#### [Stated problem]
Copy the screening questionnaire below word for word, starting with "Is there a process" and going on through "the operator himself).".

#### [Passage to read]
▬▬▬▬▬▬▬▬▬▬

If YES, provide details

 

If NO, give details specifying the approval of the equipment and date thereof, as well as any indications that it complies with EU equipment standards.

 

5.4.   

Is the equipment used in accordance with the manufacturers’ CONOPS (concept of operations) and is the equipment regularly tested and maintained?

YES or NO

 

If YES, describe the process

 

5.5.   

Is the nature of the consignment taken into consideration during screening?

YES or NO

 

If YES, describe how it is ensured that the screening method selected is employed to a standard sufficient to reasonably ensure that no prohibited articles are concealed in the consignment.

 

5.6.   

Is there a process for the resolution of the alarm generated by the screening equipment? (For some equipment (e.g. X-ray equipment), the alarm is triggered by the operator himself).

YES or NO

 

If YES, describe the process of resolving alarms to reasonably ensure the absence of prohibited articles.

 

If NO, describe what happens to the consignment

 

5.7.

▬▬▬▬▬▬▬▬▬▬

#### [Data segment]

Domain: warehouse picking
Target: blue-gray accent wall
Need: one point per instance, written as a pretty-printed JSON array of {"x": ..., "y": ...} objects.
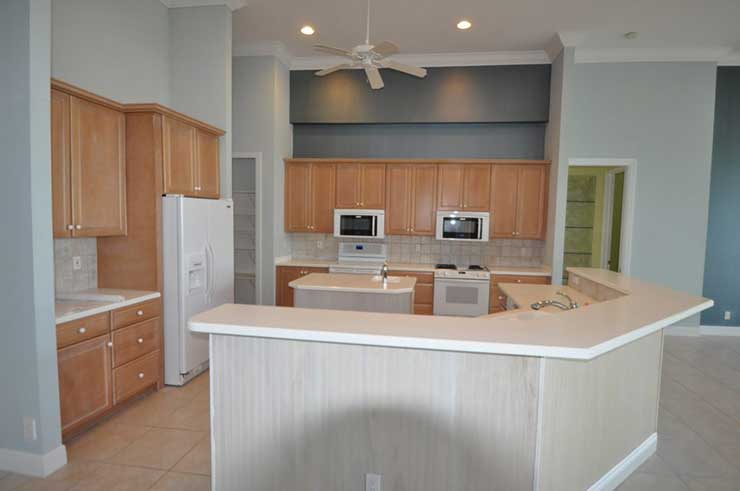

▬▬▬▬▬▬▬▬▬▬

#### [Exercise result]
Is there a process for the resolution of the alarm generated by the screening equipment? (For some equipment (e.g. X-ray equipment), the alarm is triggered by the operator himself).